■ Задание к выполнению ■
Переведите на английский язык предложение из дневника о перевязке раненых: «Прежде всего не следует много говорить, а то, что говоришь, произноси твердо, уверенно, смело, чтобы по одной интонации голоса больной почувствовал в тебе силу, почувствовал доверие».

■ Фрагмент документа ■
****************
К книге
Дневник. 1914-19161914 и 1915 годы. 28 сентября
35%
1914 и 1915 годы. 28 сентября
25

Картинки

– Полегче, господин фершал.

– Ладно, брат.

– Ой-ой-ой!..

– Да что ты кричишь? Я еще и не дотронулся.

– Больно очинь.

– Чего больно?

– Больно.

Руки дрожат, он все время косится на рану и ждет каждую секунду чего-то страшного, нежданного. До тела нельзя дотронуться: ему чудится, что отнимают ногу, режут, ковыряются в ней. Он даже меньше кричит, когда боль должна быть сильнее: тогда он не видит движения рук, только чувствует непрестанное, непрерывное их шараханье по телу и как будто свыкается с этой близостью.

Надо, не отрываясь от раны, спокойными и мягкими движениями заверить его, что мучений нет и не будет, что сам ты прилагаешь все силы, чтобы умалить боль, – важно внушить к себе доверие. Тогда он покорно будет повертываться по твоему желанию, убежденный, что все это идет лишь ему на пользу, потому что недостаток нежности и осторожности в обращении часто настраивает солдата таким образом, что он все ваши просьбы: перевернуться, подвинуться, подняться и проч. – считает как пустую, жестокую вашу прихоть. Успокоение это не должно переходить границы – есть тут какая-то необъяснимая на словах граница в успокоениях, заверениях и объяснениях на задаваемые вопросы. Прежде всего не следует много говорить, а то, что говоришь, произноси твердо, уверенно, смело, чтобы по одной интонации голоса больной почувствовал в тебе силу, почувствовал доверие. Этот кисель, который размазывают женщины-врачи или сестры, немало вредит делу. Сподручнее им было бы во время перевязок накидывать на рот особого рода портянку, прикрывающую словоизвержение. Одна женщина-врач услыхала простую безыскусственную речь студента с раненым во время довольно тяжелой перевязки. Она заинтересовалась тем, что больной почти все время молчал, не стонал и охотно отвечал на простые вопросы «фершала». После перевязки она всячески хвалила студента за эту способность, и надо же было случиться такому греху, что с той самой минуты ей запала в голову мысль попытаться самой превратиться в духовного врача. Надо сказать, что человек она была довольно пустой и легкомысленный. Мне приходилось неоднократно видеть ее за работой: трубочист ей был бы подходящий ассистентом. «Ну, не стони, не стони… Чего ты стонешь? Ну, не стони, голубчик, не стони. Ну, все кончено, все. я уж перевязываю. Видишь: я перевязываю.» И эта пустая, бесстрастная, механическая болтовня раздражала солдата. «А откуда ты родом?» Солдат хотел было ответить, но она уже задала новый вопрос: «А какой ты части?..» Тот нехотя, через вздохи и стоны сказал. «А-а… – протянула она. – 16-го стрелкового. Так-так, ну а есть ли у тебя жена, дети есть ли?..» И она болтала возмутительно пошло и долго, болтала черт знает зачем; не дожидаясь ответов, задавала новые вопросы, поддакивала и такала ему, как ребенку. Противно и стыдно было слушать эту холодную, тупую болтовню, раздражавшую и злившую солдата.
****************
■ Исследуемые данные ■
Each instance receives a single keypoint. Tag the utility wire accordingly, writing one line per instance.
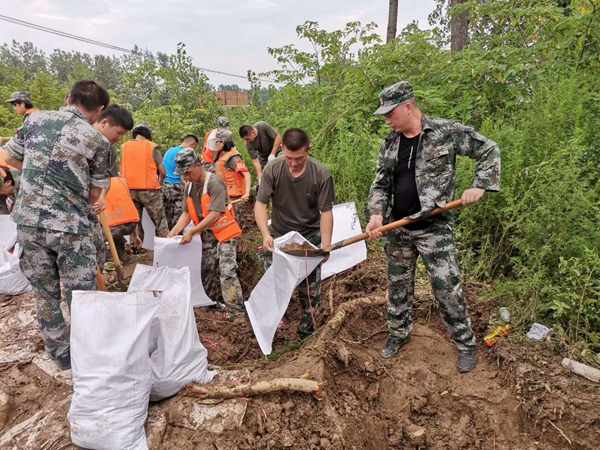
(54, 31)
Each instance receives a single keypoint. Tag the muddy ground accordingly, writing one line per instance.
(519, 397)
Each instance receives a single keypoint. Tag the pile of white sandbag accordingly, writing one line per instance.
(12, 280)
(129, 348)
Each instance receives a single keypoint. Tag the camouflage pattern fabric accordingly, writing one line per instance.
(230, 284)
(119, 232)
(210, 266)
(435, 244)
(49, 259)
(442, 140)
(308, 291)
(62, 156)
(99, 243)
(173, 202)
(153, 202)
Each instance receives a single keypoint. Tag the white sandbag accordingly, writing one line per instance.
(149, 231)
(8, 232)
(111, 335)
(178, 358)
(12, 280)
(168, 252)
(346, 224)
(271, 296)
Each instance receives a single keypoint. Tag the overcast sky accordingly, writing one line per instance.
(225, 35)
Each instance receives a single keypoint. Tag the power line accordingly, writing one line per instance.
(56, 32)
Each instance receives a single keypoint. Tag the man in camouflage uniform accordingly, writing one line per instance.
(191, 169)
(172, 189)
(63, 160)
(415, 174)
(114, 122)
(227, 159)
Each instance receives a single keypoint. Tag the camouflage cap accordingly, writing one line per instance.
(184, 160)
(20, 96)
(220, 135)
(393, 95)
(222, 122)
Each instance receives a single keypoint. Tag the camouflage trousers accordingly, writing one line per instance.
(173, 201)
(219, 270)
(152, 201)
(119, 232)
(435, 245)
(308, 291)
(51, 259)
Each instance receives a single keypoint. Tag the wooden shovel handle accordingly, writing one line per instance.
(397, 224)
(111, 243)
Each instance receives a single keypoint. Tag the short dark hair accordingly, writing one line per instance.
(142, 131)
(89, 95)
(245, 130)
(117, 116)
(295, 139)
(27, 103)
(191, 136)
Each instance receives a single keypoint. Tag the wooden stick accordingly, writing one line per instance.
(100, 281)
(253, 389)
(580, 369)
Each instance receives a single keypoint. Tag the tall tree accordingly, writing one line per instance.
(392, 20)
(459, 27)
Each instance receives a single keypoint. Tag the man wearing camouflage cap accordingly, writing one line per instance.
(205, 204)
(64, 163)
(415, 174)
(21, 101)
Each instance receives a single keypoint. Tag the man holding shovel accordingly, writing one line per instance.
(301, 193)
(64, 169)
(416, 174)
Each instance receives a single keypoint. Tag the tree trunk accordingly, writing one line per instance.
(392, 20)
(459, 28)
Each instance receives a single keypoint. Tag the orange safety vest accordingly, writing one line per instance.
(206, 153)
(138, 165)
(119, 205)
(226, 227)
(236, 185)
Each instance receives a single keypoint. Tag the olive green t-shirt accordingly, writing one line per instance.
(215, 189)
(297, 203)
(263, 144)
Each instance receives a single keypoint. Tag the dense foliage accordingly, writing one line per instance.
(166, 91)
(528, 79)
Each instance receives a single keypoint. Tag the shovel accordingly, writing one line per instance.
(113, 248)
(301, 250)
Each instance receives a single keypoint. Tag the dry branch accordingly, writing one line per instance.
(332, 327)
(253, 389)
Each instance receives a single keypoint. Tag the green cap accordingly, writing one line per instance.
(20, 96)
(393, 95)
(184, 160)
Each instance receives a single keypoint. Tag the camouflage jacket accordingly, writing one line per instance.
(435, 165)
(63, 155)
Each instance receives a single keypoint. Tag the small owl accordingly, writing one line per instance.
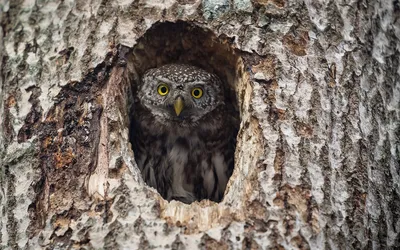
(183, 133)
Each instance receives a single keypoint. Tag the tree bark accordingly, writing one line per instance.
(317, 160)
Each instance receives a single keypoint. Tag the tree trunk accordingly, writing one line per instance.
(317, 86)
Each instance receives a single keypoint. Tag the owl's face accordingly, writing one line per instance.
(182, 94)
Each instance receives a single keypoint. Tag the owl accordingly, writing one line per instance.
(183, 133)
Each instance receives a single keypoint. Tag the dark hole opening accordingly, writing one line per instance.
(162, 156)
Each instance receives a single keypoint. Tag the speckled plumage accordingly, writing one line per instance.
(187, 157)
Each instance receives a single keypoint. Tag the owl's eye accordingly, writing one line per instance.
(197, 93)
(163, 89)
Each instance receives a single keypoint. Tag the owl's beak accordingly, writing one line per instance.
(178, 105)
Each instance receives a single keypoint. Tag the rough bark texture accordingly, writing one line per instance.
(317, 160)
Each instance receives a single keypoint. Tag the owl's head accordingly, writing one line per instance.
(180, 93)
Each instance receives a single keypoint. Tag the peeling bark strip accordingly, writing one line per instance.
(317, 160)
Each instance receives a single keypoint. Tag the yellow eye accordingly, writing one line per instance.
(163, 89)
(197, 93)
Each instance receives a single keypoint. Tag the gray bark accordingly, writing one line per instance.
(317, 159)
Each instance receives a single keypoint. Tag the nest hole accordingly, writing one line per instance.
(186, 43)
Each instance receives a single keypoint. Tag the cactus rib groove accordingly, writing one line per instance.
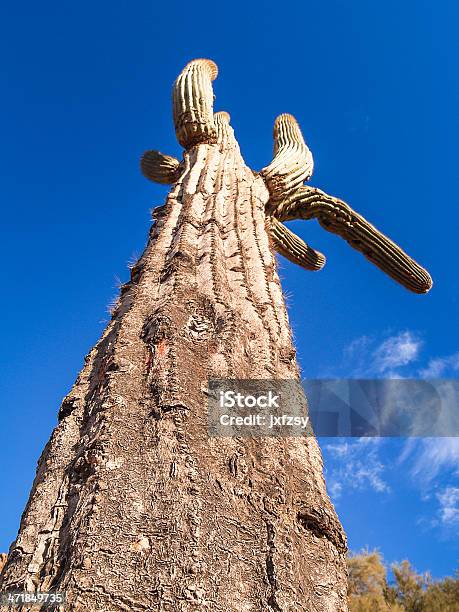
(293, 248)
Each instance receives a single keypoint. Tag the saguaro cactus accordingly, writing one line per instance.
(133, 506)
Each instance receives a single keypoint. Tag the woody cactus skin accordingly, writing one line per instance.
(134, 506)
(292, 163)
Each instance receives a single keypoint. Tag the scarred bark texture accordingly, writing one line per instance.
(133, 506)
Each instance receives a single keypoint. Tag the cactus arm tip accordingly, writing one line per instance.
(160, 168)
(292, 164)
(192, 102)
(337, 217)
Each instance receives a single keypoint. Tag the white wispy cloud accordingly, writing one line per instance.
(396, 351)
(356, 466)
(440, 366)
(448, 500)
(366, 356)
(431, 456)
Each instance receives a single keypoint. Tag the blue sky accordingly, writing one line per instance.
(375, 89)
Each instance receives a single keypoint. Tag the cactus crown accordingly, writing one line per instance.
(292, 165)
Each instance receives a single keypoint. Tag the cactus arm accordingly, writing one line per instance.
(160, 168)
(337, 217)
(192, 101)
(292, 164)
(293, 248)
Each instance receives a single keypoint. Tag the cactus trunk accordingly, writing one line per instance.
(134, 507)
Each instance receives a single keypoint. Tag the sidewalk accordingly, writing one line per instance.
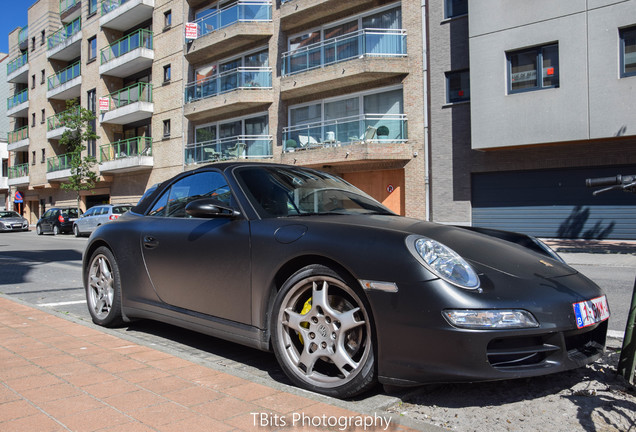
(57, 375)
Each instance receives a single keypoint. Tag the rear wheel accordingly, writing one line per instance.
(103, 288)
(322, 333)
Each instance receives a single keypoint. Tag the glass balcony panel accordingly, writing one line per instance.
(367, 42)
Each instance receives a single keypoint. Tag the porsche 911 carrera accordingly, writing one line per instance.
(342, 290)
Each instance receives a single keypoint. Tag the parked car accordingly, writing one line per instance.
(97, 215)
(57, 220)
(13, 221)
(344, 291)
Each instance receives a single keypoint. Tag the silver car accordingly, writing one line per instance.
(98, 215)
(12, 221)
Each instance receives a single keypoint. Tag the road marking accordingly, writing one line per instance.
(62, 303)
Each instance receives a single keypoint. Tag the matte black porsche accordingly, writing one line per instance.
(344, 292)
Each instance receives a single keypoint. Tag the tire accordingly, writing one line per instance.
(103, 288)
(322, 333)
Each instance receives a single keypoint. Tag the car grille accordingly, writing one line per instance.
(537, 352)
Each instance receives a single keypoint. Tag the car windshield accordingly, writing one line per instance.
(285, 192)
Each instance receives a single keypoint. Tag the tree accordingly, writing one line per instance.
(77, 121)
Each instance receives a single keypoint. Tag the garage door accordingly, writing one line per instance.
(553, 203)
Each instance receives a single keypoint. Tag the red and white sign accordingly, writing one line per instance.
(192, 30)
(104, 104)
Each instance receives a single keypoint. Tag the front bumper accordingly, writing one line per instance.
(416, 345)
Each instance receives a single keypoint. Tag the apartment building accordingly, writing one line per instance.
(179, 83)
(528, 99)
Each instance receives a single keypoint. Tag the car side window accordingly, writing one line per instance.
(207, 184)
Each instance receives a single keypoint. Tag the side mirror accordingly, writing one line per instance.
****************
■ Выполненное задание ■
First of all, one should not talk much, and whatever you do say, say it firmly, confidently, boldly, so that from the intonation of your voice alone the patient senses strength in you and feels trust.